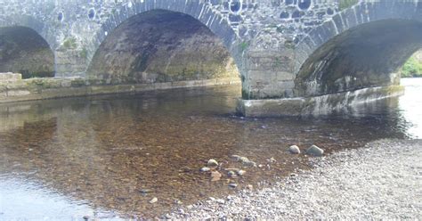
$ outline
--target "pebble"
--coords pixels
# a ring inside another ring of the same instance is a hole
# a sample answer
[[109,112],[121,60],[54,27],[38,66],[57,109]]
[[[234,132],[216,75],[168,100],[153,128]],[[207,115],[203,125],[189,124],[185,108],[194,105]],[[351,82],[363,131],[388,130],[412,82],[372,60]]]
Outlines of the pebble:
[[218,200],[216,200],[215,201],[216,201],[217,203],[219,203],[219,204],[224,204],[224,203],[225,203],[225,201],[223,200],[223,199],[218,199]]
[[208,165],[208,167],[216,167],[216,166],[218,166],[218,162],[217,162],[217,160],[215,160],[214,159],[210,159],[208,160],[207,165]]
[[[309,158],[310,170],[297,170],[270,187],[236,192],[224,199],[224,204],[197,204],[181,217],[419,219],[421,198],[415,190],[420,189],[422,140],[382,140],[369,145]],[[246,187],[253,189],[250,184]]]
[[296,145],[291,145],[290,147],[288,147],[288,151],[293,154],[299,154],[300,149]]
[[212,171],[211,172],[211,181],[219,181],[222,177],[222,174],[218,171]]
[[208,171],[210,171],[210,170],[211,170],[210,168],[200,168],[200,171],[201,171],[201,172],[208,172]]
[[245,173],[246,173],[245,170],[241,170],[241,169],[240,169],[240,170],[238,171],[238,175],[239,175],[239,176],[243,176]]
[[229,186],[231,187],[231,188],[236,188],[238,186],[238,184],[235,184],[235,183],[231,183],[231,184],[229,184]]
[[158,199],[157,199],[157,197],[154,197],[154,198],[152,198],[152,200],[150,201],[150,203],[153,204],[153,203],[156,203],[158,201]]
[[306,154],[321,157],[324,154],[324,150],[316,145],[312,145],[308,150],[306,150]]

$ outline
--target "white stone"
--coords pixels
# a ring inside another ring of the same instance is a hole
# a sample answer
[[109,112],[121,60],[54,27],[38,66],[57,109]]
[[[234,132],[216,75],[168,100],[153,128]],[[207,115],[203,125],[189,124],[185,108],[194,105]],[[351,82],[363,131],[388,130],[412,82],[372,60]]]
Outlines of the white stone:
[[208,167],[216,167],[216,166],[218,166],[218,162],[217,162],[217,160],[215,160],[214,159],[210,159],[208,160],[207,165],[208,165]]
[[319,148],[316,145],[312,145],[310,148],[308,148],[308,150],[306,150],[306,153],[309,155],[321,157],[324,154],[324,150]]
[[296,145],[291,145],[290,147],[288,147],[288,151],[293,154],[299,154],[300,149]]

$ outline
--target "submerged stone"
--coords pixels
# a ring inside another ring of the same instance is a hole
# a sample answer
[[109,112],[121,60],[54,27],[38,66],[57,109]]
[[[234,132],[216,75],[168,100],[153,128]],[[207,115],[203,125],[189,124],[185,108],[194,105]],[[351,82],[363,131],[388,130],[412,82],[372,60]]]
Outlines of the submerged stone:
[[316,145],[312,145],[310,148],[308,148],[308,150],[306,150],[306,153],[309,155],[321,157],[324,154],[324,150],[319,148]]
[[214,159],[210,159],[208,160],[207,165],[208,165],[208,167],[216,167],[216,166],[218,166],[218,162],[217,162],[217,160],[215,160]]
[[153,203],[156,203],[158,201],[158,199],[157,199],[157,197],[154,197],[154,198],[152,198],[152,200],[150,201],[150,203],[153,204]]

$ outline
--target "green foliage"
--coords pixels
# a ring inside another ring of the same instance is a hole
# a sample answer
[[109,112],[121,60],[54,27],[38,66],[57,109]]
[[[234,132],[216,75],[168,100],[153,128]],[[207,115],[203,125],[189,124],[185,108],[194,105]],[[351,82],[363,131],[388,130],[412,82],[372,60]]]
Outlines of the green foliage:
[[422,77],[422,62],[418,61],[415,57],[410,57],[402,68],[402,77]]
[[66,38],[63,42],[63,47],[66,49],[75,49],[77,47],[77,39],[75,37]]
[[343,11],[345,9],[350,8],[354,4],[358,4],[359,0],[339,0],[338,1],[338,9]]

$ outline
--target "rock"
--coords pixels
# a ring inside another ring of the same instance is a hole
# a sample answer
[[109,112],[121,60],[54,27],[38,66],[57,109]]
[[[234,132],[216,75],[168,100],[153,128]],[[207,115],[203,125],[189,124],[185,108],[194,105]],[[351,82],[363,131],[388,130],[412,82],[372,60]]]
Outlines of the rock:
[[309,155],[321,157],[324,154],[324,150],[319,148],[316,145],[312,145],[310,148],[308,148],[308,150],[306,150],[306,153]]
[[230,184],[229,184],[229,186],[231,187],[231,188],[236,188],[236,187],[238,186],[238,184],[230,183]]
[[241,170],[241,169],[240,169],[240,170],[238,171],[238,175],[239,175],[239,176],[243,176],[245,173],[246,173],[245,170]]
[[139,192],[140,192],[141,193],[147,194],[147,193],[149,193],[150,191],[148,190],[148,189],[141,189],[141,190],[139,190]]
[[235,161],[239,161],[239,160],[241,158],[240,156],[239,155],[231,155],[230,156],[231,159],[233,159]]
[[153,203],[156,203],[158,201],[158,199],[157,199],[157,197],[154,197],[154,198],[152,198],[152,200],[150,201],[150,203],[153,204]]
[[217,160],[215,160],[214,159],[210,159],[208,160],[207,165],[208,165],[208,167],[216,167],[216,166],[218,166],[218,162],[217,162]]
[[200,171],[201,171],[201,172],[208,172],[208,171],[210,171],[210,170],[211,170],[210,168],[200,168]]
[[211,181],[219,181],[222,177],[222,174],[218,171],[211,172]]
[[217,203],[219,203],[219,204],[224,204],[224,203],[225,203],[225,201],[223,200],[223,199],[218,199],[218,200],[216,200],[215,201],[216,201]]
[[241,162],[244,166],[256,167],[256,163],[252,161],[252,160],[249,160],[249,159],[248,159],[247,157],[241,157],[241,156],[239,156],[239,155],[231,155],[231,157],[234,160],[236,160],[238,162]]
[[293,154],[299,154],[300,149],[296,145],[291,145],[290,147],[288,147],[288,151]]
[[270,158],[270,159],[267,159],[267,162],[275,163],[275,162],[277,162],[277,160],[275,160],[274,158]]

=====

# Problem description:
Please write out all of the material above without changing a word, and omit any pictures.

# Completed exercise:
$ outline
--target "pebble"
--coords pixels
# a ring inside another ring of the same instance is a hole
# a sample answer
[[109,112],[121,60],[54,27],[38,66],[57,109]]
[[[234,132],[216,75],[168,100],[153,128]],[[207,115],[203,125],[189,124],[185,108],[194,105]],[[351,82],[363,131],[388,130],[412,82],[372,60]]]
Outlines of the pebble:
[[218,200],[216,200],[215,201],[216,201],[217,203],[219,203],[219,204],[224,204],[224,203],[225,203],[225,201],[223,200],[223,199],[218,199]]
[[208,165],[208,167],[216,167],[216,166],[218,166],[218,162],[217,162],[217,160],[215,160],[214,159],[210,159],[208,160],[207,165]]
[[[309,158],[310,170],[297,170],[270,187],[236,192],[224,199],[224,204],[197,204],[181,217],[419,219],[421,198],[415,190],[420,189],[422,140],[382,140],[369,145]],[[246,187],[253,189],[250,184]]]
[[296,145],[291,145],[290,147],[288,147],[288,151],[293,154],[299,154],[300,149]]
[[212,171],[211,172],[211,181],[219,181],[222,177],[222,174],[218,171]]
[[208,171],[210,171],[210,170],[211,170],[210,168],[200,168],[200,171],[201,171],[201,172],[208,172]]
[[245,173],[246,173],[245,170],[241,170],[241,169],[240,169],[240,170],[238,171],[238,175],[239,175],[239,176],[243,176]]
[[229,186],[231,187],[231,188],[236,188],[238,186],[238,184],[235,184],[235,183],[231,183],[231,184],[229,184]]
[[158,199],[157,199],[157,197],[154,197],[154,198],[152,198],[152,200],[150,201],[150,203],[153,204],[153,203],[156,203],[158,201]]
[[306,154],[321,157],[324,154],[324,150],[316,145],[312,145],[308,150],[306,150]]

$ outline
--target "white stone"
--coords pixels
# a ring inside another ring of the same instance is a hole
# a sample answer
[[109,112],[121,60],[54,27],[38,66],[57,109]]
[[[234,132],[216,75],[168,100],[153,128]],[[207,115],[203,125],[189,124],[185,108],[194,105]],[[351,82],[363,131],[388,130],[412,82],[372,60]]]
Outlines of the white stone:
[[208,167],[216,167],[216,166],[218,166],[218,162],[217,162],[217,160],[215,160],[214,159],[210,159],[208,160],[207,165],[208,165]]
[[319,148],[316,145],[312,145],[310,148],[308,148],[308,150],[306,150],[306,153],[309,155],[321,157],[324,154],[324,150]]
[[296,145],[291,145],[290,147],[288,147],[288,151],[293,154],[299,154],[300,149]]

$ outline
--target "submerged stone"
--coords pixels
# a ring inside another ring of the same instance is a hole
# a sample answer
[[109,112],[121,60],[54,27],[38,66],[57,109]]
[[[234,132],[216,75],[168,100],[153,128]],[[207,115],[203,125],[189,124],[185,108],[194,105]],[[351,82],[363,131],[388,130],[412,82],[372,60]]]
Outlines of the submerged stone:
[[316,145],[312,145],[310,148],[308,148],[308,150],[306,150],[306,153],[309,155],[321,157],[324,154],[324,150],[319,148]]
[[214,159],[210,159],[208,160],[207,165],[208,165],[208,167],[216,167],[216,166],[218,166],[218,162],[217,162],[217,160],[215,160]]
[[153,203],[156,203],[158,201],[158,199],[157,199],[157,197],[154,197],[154,198],[152,198],[152,200],[150,201],[150,203],[153,204]]

$ outline
--target "green foliage"
--coords pixels
# a ring inside another ring of the same instance is a hole
# a sample answer
[[109,112],[121,60],[54,27],[38,66],[57,109]]
[[[234,132],[216,75],[168,100],[153,128]],[[207,115],[203,125],[189,124],[185,108],[194,105]],[[351,82],[363,131],[388,130],[412,82],[372,60]]]
Outlines of the green foliage:
[[422,77],[422,62],[418,61],[415,57],[410,57],[402,68],[402,77]]
[[66,38],[63,42],[63,47],[66,49],[75,49],[77,47],[77,39],[75,37]]
[[343,11],[345,9],[350,8],[354,4],[358,4],[359,0],[339,0],[338,1],[338,9]]

$ outline
--target "rock"
--coords pixels
# a ring inside another ring of the same instance is a hole
# a sample answer
[[109,112],[121,60],[54,27],[38,66],[57,109]]
[[[234,132],[216,75],[168,100],[153,128]],[[207,115],[203,125],[189,124],[185,108],[194,105]],[[351,82],[363,131],[388,130],[412,82],[372,60]]]
Outlines of the rock:
[[309,155],[321,157],[324,154],[324,150],[319,148],[316,145],[312,145],[310,148],[308,148],[308,150],[306,150],[306,153]]
[[230,184],[229,184],[229,186],[231,187],[231,188],[236,188],[236,187],[238,186],[238,184],[230,183]]
[[241,170],[241,169],[240,169],[240,170],[238,171],[238,175],[239,175],[239,176],[243,176],[245,173],[246,173],[245,170]]
[[139,192],[140,192],[141,193],[147,194],[147,193],[149,193],[150,191],[148,190],[148,189],[141,189],[141,190],[139,190]]
[[235,161],[239,161],[239,160],[241,158],[240,156],[239,155],[231,155],[230,156],[231,159],[233,159]]
[[153,203],[156,203],[158,201],[158,199],[157,199],[157,197],[154,197],[154,198],[152,198],[152,200],[150,201],[150,203],[153,204]]
[[217,160],[215,160],[214,159],[210,159],[208,160],[207,165],[208,165],[208,167],[216,167],[216,166],[218,166],[218,162],[217,162]]
[[200,171],[201,171],[201,172],[208,172],[208,171],[210,171],[210,170],[211,170],[210,168],[200,168]]
[[211,181],[219,181],[222,177],[222,174],[218,171],[211,172]]
[[217,203],[219,203],[219,204],[224,204],[224,203],[225,203],[225,201],[223,200],[223,199],[218,199],[218,200],[216,200],[215,201],[216,201]]
[[241,162],[244,166],[256,167],[256,163],[252,161],[252,160],[249,160],[249,159],[248,159],[247,157],[241,157],[241,156],[239,156],[239,155],[231,155],[231,157],[234,160],[236,160],[238,162]]
[[293,154],[299,154],[300,149],[296,145],[291,145],[290,147],[288,147],[288,151]]
[[270,158],[270,159],[267,159],[267,162],[275,163],[275,162],[277,162],[277,160],[275,160],[274,158]]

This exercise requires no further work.